THE PROBLEM:
Quote exactly the lines spanning from the top of the data below to the line that contains "the tree, that would be wonderful.", including both.

[Stored data entries]
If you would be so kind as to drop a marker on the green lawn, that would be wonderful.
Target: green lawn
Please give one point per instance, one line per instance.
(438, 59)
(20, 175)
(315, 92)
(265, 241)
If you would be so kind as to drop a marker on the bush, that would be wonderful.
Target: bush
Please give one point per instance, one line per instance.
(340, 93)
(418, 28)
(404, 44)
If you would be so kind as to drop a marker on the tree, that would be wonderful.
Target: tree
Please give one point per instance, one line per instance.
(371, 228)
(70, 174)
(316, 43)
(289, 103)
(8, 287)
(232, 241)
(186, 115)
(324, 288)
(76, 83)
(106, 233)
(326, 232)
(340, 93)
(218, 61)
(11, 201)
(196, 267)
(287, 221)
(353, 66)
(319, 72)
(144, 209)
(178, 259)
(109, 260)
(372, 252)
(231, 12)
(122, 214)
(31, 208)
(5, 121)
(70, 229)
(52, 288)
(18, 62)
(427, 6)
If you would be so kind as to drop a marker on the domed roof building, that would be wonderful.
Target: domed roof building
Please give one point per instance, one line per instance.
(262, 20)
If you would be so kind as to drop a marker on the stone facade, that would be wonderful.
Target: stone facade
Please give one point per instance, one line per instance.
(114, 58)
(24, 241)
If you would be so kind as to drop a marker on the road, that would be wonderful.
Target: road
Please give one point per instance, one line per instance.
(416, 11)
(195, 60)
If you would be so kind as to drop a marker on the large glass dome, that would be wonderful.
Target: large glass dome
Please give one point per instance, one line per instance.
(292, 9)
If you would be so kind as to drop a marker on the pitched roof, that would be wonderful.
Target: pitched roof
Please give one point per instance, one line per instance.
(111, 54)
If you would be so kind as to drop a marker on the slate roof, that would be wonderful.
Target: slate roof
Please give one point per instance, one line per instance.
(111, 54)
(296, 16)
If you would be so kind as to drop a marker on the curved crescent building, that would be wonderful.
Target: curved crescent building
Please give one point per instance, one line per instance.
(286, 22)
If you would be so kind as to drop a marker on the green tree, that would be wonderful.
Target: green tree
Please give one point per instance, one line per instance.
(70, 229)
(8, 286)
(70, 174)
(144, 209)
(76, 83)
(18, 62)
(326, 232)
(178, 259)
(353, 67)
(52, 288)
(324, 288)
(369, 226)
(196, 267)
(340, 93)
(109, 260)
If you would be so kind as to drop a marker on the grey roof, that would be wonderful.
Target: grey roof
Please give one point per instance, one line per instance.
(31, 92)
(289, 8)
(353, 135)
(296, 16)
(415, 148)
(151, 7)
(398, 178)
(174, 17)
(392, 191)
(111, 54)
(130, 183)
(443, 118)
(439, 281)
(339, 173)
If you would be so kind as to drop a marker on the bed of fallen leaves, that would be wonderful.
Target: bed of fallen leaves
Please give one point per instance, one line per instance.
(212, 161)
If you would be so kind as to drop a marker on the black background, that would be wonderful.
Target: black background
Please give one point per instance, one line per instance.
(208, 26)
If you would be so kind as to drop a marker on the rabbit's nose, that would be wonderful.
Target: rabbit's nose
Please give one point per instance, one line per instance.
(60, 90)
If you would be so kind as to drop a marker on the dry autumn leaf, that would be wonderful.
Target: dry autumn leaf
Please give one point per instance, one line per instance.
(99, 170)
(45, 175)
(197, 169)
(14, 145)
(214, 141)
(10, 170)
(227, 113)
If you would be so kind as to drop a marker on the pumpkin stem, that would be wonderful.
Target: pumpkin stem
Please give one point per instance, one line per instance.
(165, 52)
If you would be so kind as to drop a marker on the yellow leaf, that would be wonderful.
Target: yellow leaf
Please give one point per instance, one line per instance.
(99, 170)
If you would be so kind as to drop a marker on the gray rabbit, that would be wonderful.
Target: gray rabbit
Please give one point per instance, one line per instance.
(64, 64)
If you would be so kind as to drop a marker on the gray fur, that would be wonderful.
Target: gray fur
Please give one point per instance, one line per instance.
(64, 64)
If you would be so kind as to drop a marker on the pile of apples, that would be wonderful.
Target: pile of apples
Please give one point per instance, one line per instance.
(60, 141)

ANSWER FOR THE TASK:
If you would be so kind as to drop a marker on the green lawn, that would be wonderful.
Target: green lawn
Please give one point per instance, one line per instance.
(438, 59)
(20, 175)
(315, 92)
(265, 241)
If you would be so kind as to drop a marker on the bush, that would be wonderful.
Target: bush
Please give one point per instance, one line per instance.
(340, 93)
(418, 28)
(404, 44)
If you would be so kind as to drop a marker on the tree, that would be wonderful.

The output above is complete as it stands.